> Prompt: For this exercise, write out each entry below exactly as it reads.

# # # # #

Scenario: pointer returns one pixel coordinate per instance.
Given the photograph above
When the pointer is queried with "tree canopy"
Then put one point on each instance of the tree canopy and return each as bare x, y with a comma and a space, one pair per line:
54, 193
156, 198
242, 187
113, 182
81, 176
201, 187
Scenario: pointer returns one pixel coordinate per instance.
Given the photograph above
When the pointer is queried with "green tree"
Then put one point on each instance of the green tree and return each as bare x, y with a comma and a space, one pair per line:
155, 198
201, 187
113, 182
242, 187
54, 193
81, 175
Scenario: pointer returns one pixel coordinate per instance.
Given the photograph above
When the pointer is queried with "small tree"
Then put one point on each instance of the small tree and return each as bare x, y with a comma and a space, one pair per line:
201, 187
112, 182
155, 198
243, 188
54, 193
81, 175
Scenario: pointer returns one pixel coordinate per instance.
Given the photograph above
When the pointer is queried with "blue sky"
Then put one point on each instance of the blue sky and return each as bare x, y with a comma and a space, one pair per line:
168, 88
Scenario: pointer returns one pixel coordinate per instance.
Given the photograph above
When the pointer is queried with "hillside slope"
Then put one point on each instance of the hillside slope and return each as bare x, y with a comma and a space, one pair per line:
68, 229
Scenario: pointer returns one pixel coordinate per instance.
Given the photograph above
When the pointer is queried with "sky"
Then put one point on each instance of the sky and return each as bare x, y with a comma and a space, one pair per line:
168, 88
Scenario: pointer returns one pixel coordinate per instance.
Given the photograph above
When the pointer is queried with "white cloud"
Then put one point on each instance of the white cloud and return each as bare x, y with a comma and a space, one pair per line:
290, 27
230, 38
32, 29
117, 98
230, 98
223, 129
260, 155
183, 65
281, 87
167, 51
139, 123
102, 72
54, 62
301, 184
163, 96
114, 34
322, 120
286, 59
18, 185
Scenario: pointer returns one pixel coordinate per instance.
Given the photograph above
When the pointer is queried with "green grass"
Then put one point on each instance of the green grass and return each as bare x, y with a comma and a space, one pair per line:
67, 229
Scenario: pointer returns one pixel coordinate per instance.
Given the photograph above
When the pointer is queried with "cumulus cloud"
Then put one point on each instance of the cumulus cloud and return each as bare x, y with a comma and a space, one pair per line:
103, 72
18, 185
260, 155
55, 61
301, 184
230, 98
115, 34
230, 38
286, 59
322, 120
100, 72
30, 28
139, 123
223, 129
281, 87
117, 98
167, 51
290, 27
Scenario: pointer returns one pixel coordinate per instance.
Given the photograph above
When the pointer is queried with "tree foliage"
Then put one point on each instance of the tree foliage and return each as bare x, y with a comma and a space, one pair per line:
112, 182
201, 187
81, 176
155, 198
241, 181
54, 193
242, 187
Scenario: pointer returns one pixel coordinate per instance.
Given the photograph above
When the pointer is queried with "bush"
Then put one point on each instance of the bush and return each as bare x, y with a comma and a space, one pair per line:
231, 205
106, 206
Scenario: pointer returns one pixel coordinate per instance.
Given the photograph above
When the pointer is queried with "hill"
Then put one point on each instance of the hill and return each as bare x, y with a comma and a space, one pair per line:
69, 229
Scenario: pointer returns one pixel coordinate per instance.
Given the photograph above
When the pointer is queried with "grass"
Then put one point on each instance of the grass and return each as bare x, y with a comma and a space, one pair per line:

# # # # #

> Reply to the exercise:
Scenario: pointer returns one pixel coordinate per instance.
Given the photograph above
When the pointer is queried with "tree canopy"
Then put one point on each instance of the tree canopy and return each as bare x, y with a comma and a space, one pair per line:
54, 193
156, 198
242, 187
113, 182
81, 176
201, 187
Scenario: pointer returns one pixel coordinate per instance.
Given the photograph above
When the pointer is queried with "green tree"
Then put one point on each instance of the green tree and return each as bare x, y with a comma and a space, one pair per line:
155, 198
201, 187
113, 182
242, 187
54, 193
81, 175
Scenario: pointer returns one pixel coordinate per instance.
Given the photograph above
When the pointer is queried with "small tree"
Then put one point on each instance of the small tree and return each as bare x, y with a comma and a space, one pair per line:
201, 187
112, 182
155, 198
243, 188
54, 193
81, 175
Scenario: pointer returns one pixel coordinate per instance.
Given the photograph above
When the pointer is queried with "blue sky"
Then put one point on each instance of the blue sky and return each as bare x, y with a comma and a space, one pair per line:
168, 88
Scenario: pointer returns one pixel coordinate per instance.
Given the photograph above
When the pointer is queried with "hillside slope"
Then put one point on each instance of the hillside slope and return each as bare x, y with a comma and a space, one pair per line:
68, 229
Scenario: pointer returns one pixel coordinate per instance.
Given the photograph above
When the pointer is queried with "sky"
Then put one point on each instance of the sky and return each as bare x, y with a comma and a space, one pair per line:
168, 88
Scenario: pointer returns one pixel coordinate per instance.
Given the photograph above
When the pointer is queried with "white cloud"
Then put one point on each instance of the white cloud and return each as bare x, y with a comma and a space, one pair per line:
290, 27
230, 38
32, 29
117, 98
230, 98
223, 129
260, 155
183, 65
281, 87
167, 51
139, 123
102, 72
54, 62
301, 184
163, 96
114, 34
322, 120
286, 59
18, 185
Scenario: pointer returns one pixel coordinate per instance.
Given the photograph above
When the pointer is queried with "green grass"
Then put one point on each instance of the green grass and return each as bare x, y with a comma and a space, one pair per line:
67, 229
Scenario: pointer returns one pixel coordinate per instance.
Given the photograph above
When the pointer is queried with "cumulus cloud"
Then put one point on each instance of the cumulus cloud and return each as bare x, y with a comma and a space, one pair per line:
103, 72
18, 185
260, 155
55, 61
301, 184
230, 98
115, 34
230, 38
286, 59
322, 120
100, 72
30, 28
139, 123
223, 129
281, 87
117, 98
167, 51
290, 27
Scenario: pointer returns one pixel coordinate per instance.
Given the photograph above
When the pointer is queried with "tree foliage"
Then put one point on each instance of the tree foliage and return each as bare x, y with a comma and a space, one pair per line:
112, 182
201, 187
81, 176
155, 198
241, 181
54, 193
242, 187
Scenario: pointer returns one pixel coordinate per instance.
Given the photograph above
When the pointer is queried with "bush"
Then put one point on each instance of the bush and return each as bare x, y with a comma and a space, one pair per line:
231, 205
106, 206
Scenario: pointer returns one pixel coordinate per instance.
Given the photograph above
When the pointer is queried with "hill"
Then put one point on each instance of the hill and return each as bare x, y with a comma and a space, one pair per line:
69, 229
Scenario: pointer returns one pixel coordinate per instance.
Given the photograph above
When the pointer is queried with "grass"
Then put one point on each instance of the grass and return each as bare x, y with a comma and a space, one pair per line:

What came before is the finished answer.